PROMPT :: Each line in the data must be reproduced as written, except for any picture.

[Saved entries]
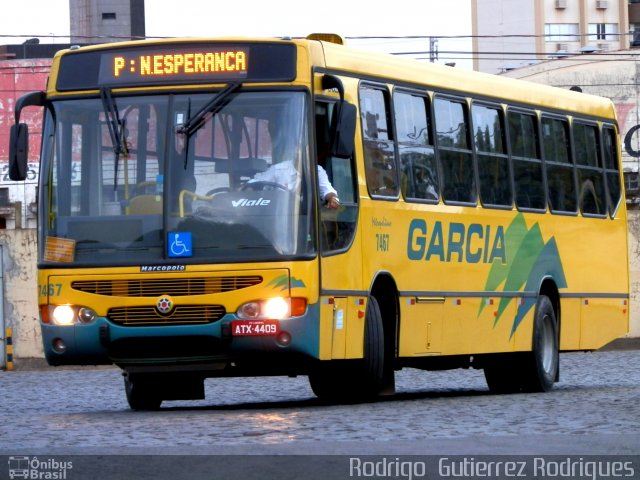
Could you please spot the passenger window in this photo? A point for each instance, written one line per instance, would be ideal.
(559, 168)
(338, 226)
(418, 171)
(612, 173)
(527, 166)
(591, 195)
(379, 150)
(493, 163)
(456, 160)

RESULT OF THE EXERCISE ::
Could you please spot the passenger window in this photo? A point for each instance, written one line per instance, would be ideal.
(559, 168)
(338, 226)
(418, 171)
(612, 173)
(527, 166)
(591, 195)
(379, 150)
(493, 163)
(456, 160)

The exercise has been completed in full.